_Aim of the task_
Repeat each of the lines below word for word, adding nothing and changing nothing.

_Provided data_
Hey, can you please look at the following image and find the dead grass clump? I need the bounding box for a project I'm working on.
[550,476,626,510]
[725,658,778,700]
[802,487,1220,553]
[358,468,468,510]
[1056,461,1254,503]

_Answer to this exercise_
Hey, can you please look at the following image and find the dead grass clump? I need the bounding box for a project I'm working on.
[550,476,626,510]
[725,658,778,700]
[802,487,1220,553]
[358,468,468,510]
[1056,461,1254,503]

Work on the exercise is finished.